---------- The input ----------

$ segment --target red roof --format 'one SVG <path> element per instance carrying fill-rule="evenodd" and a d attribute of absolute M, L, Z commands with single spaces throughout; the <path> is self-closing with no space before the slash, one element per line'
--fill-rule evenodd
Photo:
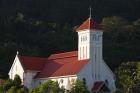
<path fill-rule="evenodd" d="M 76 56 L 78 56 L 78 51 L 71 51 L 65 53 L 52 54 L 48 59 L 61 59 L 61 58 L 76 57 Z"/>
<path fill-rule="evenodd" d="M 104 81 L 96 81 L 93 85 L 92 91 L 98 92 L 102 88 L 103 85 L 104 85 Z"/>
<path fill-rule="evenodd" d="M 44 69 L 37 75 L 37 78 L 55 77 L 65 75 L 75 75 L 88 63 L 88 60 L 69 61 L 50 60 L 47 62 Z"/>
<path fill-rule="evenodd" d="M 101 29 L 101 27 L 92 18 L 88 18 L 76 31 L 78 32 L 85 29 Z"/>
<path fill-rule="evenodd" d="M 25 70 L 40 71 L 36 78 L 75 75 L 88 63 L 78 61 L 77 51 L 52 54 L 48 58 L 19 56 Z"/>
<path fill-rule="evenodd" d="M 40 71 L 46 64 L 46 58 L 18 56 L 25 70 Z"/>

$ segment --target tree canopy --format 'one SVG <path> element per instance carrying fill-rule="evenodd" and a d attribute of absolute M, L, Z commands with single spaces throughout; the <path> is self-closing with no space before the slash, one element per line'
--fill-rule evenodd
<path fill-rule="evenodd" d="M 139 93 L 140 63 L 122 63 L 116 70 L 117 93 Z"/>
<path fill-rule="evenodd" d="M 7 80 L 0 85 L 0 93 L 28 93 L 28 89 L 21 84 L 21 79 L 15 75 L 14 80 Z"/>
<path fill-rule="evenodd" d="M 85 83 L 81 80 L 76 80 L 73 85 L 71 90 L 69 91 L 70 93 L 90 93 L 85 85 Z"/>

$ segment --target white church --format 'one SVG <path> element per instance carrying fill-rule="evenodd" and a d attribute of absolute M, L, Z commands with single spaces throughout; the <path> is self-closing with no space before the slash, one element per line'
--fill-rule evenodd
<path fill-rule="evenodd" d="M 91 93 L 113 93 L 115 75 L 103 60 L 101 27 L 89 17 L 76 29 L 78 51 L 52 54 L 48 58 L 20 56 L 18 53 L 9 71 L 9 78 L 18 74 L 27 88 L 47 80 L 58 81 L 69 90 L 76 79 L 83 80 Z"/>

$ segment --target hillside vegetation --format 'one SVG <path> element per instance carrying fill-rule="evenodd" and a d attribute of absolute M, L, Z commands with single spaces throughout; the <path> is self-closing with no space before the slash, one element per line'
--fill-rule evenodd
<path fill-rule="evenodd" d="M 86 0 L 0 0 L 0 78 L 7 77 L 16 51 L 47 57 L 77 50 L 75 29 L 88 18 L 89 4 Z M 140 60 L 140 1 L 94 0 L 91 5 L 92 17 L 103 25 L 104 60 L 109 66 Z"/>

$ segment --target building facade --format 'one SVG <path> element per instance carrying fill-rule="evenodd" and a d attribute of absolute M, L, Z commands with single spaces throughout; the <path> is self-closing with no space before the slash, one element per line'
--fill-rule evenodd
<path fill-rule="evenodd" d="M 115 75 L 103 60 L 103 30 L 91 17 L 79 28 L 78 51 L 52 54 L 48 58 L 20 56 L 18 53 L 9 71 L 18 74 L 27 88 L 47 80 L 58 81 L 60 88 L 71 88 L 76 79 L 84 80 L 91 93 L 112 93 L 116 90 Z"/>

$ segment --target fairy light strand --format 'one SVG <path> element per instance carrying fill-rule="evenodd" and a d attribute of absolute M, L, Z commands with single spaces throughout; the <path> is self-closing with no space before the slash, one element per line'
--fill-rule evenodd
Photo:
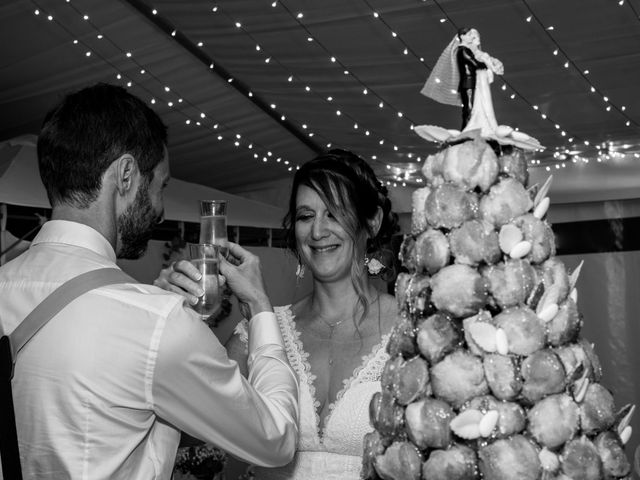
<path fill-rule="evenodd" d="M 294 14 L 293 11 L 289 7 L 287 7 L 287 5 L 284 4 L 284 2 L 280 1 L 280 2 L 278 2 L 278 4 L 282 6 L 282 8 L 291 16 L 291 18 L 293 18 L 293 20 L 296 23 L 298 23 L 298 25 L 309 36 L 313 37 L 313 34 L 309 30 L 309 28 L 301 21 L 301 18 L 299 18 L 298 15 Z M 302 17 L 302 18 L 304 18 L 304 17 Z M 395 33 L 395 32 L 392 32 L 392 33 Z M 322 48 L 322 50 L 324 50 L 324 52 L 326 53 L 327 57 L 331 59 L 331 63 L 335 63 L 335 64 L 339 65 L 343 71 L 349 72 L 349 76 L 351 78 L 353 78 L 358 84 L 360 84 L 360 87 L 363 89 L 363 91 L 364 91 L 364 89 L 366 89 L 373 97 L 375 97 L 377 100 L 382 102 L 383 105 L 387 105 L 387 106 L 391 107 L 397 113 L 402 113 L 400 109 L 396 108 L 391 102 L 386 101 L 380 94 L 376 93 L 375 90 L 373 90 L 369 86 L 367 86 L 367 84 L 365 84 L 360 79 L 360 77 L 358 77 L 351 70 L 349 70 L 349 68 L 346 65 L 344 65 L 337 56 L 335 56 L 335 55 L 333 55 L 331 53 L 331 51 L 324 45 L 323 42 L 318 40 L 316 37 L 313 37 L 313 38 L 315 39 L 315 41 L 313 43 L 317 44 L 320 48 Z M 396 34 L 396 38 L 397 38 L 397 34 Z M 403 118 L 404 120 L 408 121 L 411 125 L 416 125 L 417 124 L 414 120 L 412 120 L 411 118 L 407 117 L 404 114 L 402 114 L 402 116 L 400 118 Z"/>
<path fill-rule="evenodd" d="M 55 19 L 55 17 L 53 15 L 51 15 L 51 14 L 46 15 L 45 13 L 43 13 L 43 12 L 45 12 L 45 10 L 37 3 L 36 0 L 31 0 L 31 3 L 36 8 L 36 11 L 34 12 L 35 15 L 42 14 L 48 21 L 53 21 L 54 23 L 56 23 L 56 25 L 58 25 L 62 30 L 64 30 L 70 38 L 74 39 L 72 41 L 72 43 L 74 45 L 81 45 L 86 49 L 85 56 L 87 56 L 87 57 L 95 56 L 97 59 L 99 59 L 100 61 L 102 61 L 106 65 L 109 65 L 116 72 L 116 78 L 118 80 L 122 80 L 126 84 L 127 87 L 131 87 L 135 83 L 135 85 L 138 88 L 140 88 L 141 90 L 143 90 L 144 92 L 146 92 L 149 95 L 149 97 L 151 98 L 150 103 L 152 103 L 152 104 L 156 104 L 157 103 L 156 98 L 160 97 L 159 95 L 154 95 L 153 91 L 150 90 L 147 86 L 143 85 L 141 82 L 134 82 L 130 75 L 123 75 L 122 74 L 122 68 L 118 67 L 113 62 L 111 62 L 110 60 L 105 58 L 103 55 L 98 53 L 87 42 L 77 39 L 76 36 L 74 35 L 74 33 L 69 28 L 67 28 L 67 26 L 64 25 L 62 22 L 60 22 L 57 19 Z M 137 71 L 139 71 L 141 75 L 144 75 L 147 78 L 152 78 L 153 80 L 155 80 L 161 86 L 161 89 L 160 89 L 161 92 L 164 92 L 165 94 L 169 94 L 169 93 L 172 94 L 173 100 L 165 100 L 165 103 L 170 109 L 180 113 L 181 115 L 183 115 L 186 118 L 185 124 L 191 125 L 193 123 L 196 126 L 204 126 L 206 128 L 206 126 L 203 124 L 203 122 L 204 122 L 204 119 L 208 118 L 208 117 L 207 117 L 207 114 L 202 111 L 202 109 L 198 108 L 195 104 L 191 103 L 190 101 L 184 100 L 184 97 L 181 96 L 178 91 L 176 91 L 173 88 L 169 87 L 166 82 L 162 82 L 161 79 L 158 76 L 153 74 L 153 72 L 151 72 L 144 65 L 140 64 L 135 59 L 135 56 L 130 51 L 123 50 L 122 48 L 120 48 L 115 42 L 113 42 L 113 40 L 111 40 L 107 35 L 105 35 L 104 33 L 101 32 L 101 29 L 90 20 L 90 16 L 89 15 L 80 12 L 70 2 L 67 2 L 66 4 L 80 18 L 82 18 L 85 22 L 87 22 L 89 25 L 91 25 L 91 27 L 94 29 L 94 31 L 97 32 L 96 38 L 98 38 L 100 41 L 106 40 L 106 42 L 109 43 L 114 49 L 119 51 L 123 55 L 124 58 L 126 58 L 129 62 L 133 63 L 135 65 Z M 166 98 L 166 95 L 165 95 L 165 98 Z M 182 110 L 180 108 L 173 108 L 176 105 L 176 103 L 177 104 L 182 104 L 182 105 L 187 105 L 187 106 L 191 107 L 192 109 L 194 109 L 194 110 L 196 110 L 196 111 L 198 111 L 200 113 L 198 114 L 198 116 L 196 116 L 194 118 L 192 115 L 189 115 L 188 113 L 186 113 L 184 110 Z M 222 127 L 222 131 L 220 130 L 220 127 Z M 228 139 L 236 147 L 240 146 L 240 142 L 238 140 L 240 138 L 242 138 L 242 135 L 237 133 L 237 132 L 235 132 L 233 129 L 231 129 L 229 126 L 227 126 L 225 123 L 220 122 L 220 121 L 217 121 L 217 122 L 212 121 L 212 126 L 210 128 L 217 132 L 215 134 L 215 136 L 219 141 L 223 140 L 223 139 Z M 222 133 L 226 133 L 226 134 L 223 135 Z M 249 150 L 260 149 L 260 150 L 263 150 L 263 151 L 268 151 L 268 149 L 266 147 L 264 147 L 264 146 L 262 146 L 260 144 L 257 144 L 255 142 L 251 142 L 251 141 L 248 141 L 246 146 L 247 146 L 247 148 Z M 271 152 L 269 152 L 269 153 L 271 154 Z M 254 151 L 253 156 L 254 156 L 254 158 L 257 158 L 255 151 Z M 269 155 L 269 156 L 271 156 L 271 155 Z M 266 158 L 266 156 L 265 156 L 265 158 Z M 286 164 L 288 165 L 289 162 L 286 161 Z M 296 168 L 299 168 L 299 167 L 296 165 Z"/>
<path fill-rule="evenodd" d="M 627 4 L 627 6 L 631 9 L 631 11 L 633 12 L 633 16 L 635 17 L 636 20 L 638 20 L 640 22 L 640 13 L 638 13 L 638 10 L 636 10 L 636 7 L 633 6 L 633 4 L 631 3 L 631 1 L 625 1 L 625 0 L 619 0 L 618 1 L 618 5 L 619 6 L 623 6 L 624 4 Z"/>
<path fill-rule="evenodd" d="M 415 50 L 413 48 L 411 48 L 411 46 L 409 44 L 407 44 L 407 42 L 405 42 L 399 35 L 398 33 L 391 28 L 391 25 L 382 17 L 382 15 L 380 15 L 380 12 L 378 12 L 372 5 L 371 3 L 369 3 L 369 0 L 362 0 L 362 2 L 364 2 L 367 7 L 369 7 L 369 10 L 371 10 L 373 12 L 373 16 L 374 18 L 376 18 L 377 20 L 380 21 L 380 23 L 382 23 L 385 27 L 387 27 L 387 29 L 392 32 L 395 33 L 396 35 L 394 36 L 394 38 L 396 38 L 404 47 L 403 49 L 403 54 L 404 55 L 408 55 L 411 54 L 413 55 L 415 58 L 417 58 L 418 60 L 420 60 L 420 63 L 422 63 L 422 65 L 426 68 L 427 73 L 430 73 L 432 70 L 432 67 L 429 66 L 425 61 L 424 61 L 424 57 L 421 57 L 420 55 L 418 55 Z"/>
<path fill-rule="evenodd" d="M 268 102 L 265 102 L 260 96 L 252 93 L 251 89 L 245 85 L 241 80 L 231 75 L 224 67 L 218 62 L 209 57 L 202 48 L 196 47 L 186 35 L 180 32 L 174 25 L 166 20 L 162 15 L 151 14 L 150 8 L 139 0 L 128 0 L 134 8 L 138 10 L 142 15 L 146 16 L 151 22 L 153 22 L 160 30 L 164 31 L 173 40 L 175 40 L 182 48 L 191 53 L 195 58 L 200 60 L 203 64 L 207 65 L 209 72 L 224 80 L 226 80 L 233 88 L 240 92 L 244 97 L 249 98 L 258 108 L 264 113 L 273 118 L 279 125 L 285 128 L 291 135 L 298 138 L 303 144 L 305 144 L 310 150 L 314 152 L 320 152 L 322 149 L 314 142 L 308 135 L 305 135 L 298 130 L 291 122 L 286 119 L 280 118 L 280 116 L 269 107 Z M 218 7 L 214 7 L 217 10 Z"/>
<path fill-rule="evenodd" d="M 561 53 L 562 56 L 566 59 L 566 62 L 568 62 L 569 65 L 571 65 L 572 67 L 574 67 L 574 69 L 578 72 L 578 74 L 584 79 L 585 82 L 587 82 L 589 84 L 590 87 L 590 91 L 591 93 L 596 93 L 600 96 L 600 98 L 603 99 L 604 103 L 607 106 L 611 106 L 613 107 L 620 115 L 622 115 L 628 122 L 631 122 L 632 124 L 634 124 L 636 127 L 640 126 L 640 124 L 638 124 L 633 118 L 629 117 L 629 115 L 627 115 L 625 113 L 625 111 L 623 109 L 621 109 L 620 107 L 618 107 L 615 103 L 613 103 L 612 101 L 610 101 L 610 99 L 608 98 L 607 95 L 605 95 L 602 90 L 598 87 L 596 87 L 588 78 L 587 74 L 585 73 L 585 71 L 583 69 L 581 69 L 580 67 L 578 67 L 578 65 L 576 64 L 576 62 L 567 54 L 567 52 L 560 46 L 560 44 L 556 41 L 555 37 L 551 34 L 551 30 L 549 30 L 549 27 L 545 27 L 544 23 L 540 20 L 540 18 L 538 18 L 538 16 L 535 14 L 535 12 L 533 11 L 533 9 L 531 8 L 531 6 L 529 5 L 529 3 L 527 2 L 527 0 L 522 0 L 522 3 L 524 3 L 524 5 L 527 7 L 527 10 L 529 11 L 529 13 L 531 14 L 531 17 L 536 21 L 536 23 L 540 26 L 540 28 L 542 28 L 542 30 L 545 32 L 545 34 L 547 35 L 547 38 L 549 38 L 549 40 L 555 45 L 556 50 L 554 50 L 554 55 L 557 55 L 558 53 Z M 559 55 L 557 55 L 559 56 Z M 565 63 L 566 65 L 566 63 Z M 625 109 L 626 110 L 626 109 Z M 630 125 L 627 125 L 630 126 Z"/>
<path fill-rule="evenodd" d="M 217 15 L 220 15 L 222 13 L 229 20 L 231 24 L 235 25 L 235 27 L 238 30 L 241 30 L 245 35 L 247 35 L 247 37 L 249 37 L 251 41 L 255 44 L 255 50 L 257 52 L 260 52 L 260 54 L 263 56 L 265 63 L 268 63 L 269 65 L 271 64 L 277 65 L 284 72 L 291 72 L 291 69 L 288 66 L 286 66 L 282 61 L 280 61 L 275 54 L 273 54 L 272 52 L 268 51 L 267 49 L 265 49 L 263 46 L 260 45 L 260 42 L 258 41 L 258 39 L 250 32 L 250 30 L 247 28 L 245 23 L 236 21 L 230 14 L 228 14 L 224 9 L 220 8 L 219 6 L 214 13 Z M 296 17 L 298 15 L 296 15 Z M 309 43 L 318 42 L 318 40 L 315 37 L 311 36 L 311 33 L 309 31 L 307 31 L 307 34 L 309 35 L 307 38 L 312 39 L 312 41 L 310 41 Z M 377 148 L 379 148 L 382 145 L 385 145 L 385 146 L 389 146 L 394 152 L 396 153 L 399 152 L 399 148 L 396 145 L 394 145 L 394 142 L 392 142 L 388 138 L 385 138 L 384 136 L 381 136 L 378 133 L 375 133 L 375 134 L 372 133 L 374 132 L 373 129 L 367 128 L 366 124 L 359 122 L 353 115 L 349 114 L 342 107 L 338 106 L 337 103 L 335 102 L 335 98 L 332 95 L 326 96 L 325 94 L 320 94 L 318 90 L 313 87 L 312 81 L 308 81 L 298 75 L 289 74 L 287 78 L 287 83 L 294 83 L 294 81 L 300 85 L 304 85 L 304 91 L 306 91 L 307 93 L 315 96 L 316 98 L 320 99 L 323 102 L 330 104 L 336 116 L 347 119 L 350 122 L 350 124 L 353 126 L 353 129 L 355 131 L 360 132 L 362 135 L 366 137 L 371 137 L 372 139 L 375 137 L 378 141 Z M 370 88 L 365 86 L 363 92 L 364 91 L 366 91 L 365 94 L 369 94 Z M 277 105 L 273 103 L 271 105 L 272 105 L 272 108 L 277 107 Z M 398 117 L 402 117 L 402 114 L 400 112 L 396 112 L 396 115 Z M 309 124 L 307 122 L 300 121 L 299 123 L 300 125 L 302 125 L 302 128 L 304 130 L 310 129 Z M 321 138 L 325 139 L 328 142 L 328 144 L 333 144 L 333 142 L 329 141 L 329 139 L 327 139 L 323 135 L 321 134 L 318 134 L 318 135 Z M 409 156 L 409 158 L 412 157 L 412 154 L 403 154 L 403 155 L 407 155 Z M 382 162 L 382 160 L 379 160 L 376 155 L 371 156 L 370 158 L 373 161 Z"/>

----------

What to work on → Look above for the line with "segment --target tree" and the line with "segment --target white"; transcribe both and all lines in between, exactly, and nothing else.

Response to the exercise →
$ segment --target tree canopy --format 'one SVG <path> element per instance carrying fill-rule="evenodd" and a d attribute of absolute M, L, Z commands with single spaces throughout; the <path> is self-closing with no space before the slash, one element per line'
--fill-rule evenodd
<path fill-rule="evenodd" d="M 139 93 L 140 63 L 122 63 L 116 70 L 117 93 Z"/>
<path fill-rule="evenodd" d="M 7 80 L 0 85 L 0 93 L 28 93 L 28 89 L 21 84 L 21 79 L 15 75 L 14 80 Z"/>
<path fill-rule="evenodd" d="M 85 83 L 81 80 L 76 80 L 73 85 L 71 90 L 69 91 L 70 93 L 90 93 L 85 85 Z"/>

$ segment --target white church --format 'one SVG <path> element per instance carrying fill-rule="evenodd" and a d attribute of absolute M, L, Z commands with single spaces throughout; the <path> is self-closing with no space before the slash, one element per line'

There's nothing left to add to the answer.